* _ASSIGNED TASK 1_:
According to the passage on hydraulic fracturing fluids, what two effects does crosslinking the polymeric material have?
* _ASSIGNED TASK 2_:
Continue the passage on hydraulic fracturing fluids from its final sentence.

* _DOCUMENT SECTION_:
==============================

Viscous fluids are used in a variety of operations and treatments in oil and gas wells. Such operations and treatments include forming gravel packs in well bores, fracturing producing zones, performing permeability control treatments and the like. Hydrocarbon producing wells are often stimulated by hydraulic fracturing treatments. In hydraulic fracturing, a viscous fracturing fluid is pumped into a subterranean formation at a rate and pressure such that one or more fractures are formed or enhanced in the formation. After the fractures are formed or enhanced, the fluid viscosity is reduced and the fluid is removed from the formation. In some cases, the fracturing fluid also functions as a carrier fluid, carrying proppant particles, e.g. graded sand, into the fractures. The proppant particles are suspended in the fracturing fluid and are deposited in the fractures when the fracturing fluid viscosity is reduced. More viscous fracturing fluids can more effectively form or extend fractures and carry proppant particles.
Fracturing fluids typically are made viscous by use of polymeric materials. Generally, the more polymer that is used, the more viscous the fluid will become. For example, polymers such as cellulose, guar, and their derivatives have been used to form aqueous gel treating fluids having viscosities on the order of 1000's of centipoise. Gels made with linear polymers sometimes have sufficient viscosity to create fractures in some rock formations. For other formations, however, more viscous gels and/or gels with more internal structure are desirable. The polymeric material may be crosslinked to increase viscosity and build internal structure. The internal structure created by crosslinking is important because for at least some formations the fluid must be able to carry proppant, e.g. sand particles, into the fractures. Without internal structure proppant may settle out of the fluid even if the fluid is very viscous.
Fracturing fluids often include breakers for reducing the viscosity of the fluid after the fluid has effected fractures and/or positioned proppant particles. Breakers degrade polymers in the treating fluid, thus breaking the gel and reducing the fluid's viscosity. Breaking the gel converts the viscous fluid into a more free flowing fluid, which can be removed from the formation more easily than a viscous fluid. The thinned fluid also allows oil and/or natural gas to more freely flow out of the formation. Thinning the fluid also reduces the likelihood that the polymer will contribute to an oil/water emulsion. Unbroken polymer can stabilize emulsions of oil and water, which causes problems when the oil is extracted. The thinned fluid also leaves proppant particles in fractures where they function to prevent the fractures from closing and help to form conductive channels through which hydrocarbons and/or natural gas readily can flow.

==============================

[Natural language descriptions of regions]
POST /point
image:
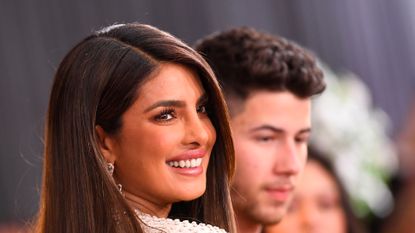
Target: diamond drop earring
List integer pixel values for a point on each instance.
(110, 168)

==============================

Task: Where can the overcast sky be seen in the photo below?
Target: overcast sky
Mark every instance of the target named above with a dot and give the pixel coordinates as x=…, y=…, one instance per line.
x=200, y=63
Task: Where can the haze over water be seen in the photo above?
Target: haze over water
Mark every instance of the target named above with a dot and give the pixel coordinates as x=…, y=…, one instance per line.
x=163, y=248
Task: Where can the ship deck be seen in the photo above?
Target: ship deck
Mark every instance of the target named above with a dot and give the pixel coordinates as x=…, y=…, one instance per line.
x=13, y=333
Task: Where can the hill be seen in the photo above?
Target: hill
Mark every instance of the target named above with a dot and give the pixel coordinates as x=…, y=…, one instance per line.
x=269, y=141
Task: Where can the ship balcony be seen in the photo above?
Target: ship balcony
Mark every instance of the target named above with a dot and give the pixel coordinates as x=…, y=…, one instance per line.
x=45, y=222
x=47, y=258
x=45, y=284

==============================

* _OUTPUT 1_:
Crosslinking increases viscosity and builds internal structure.

* _OUTPUT 2_:
Known breakers may be liquids or solids, and include, but are not limited to, chemical oxidizers, enzymes, and acids. Breakers are formulated to remain inactive while the treating fluid is introduced to the subterranean formation and until a reduction in viscosity is desired. The breaker may be formulated to be “activated” by certain conditions in the fluid (e.g., pH, temperature, etc.) and/or by interaction with some other substance. Alternatively, the breaker may be encapsulated with a coating that delays release of the breaker. Typically liquid breakers are activated by temperature or time delay. Another method of controlling breaker activity is by loading concentration of the breaker.
Treating fluids generally are water based. Materials soluble in water can be used as breakers if their solubility profile is such that they dissolve and thereby become active to break the gel at the time when a reduction in viscosity is desired and not before that time. If a material dissolves too slowly, it could not be used as a breaker. If a material in its native state dissolves too quickly it sometimes can be coated to delay its dissolution and thereby delay the reduction in viscosity until the appropriate time.
Known methods of controlling breaker activity have limitations. For example, coating is not a viable option for some materials, such as sodium persulfate, because the coated material has particle sizes that are not uniform. Moreover, encapsulated products often do not have a uniform distribution of coating, which leads to inconsistent break profiles. Decreasing the loading concentration of the breaker to delay breaker activity could lead to insufficient concentrations to fully break the treating liquid.
It would be advantageous to provide breakers soluble in a treating fluid, where the breakers have solubility profiles suitable for breaking the viscosity of a treating fluid only at the desired time, and where the breakers do not require a coating.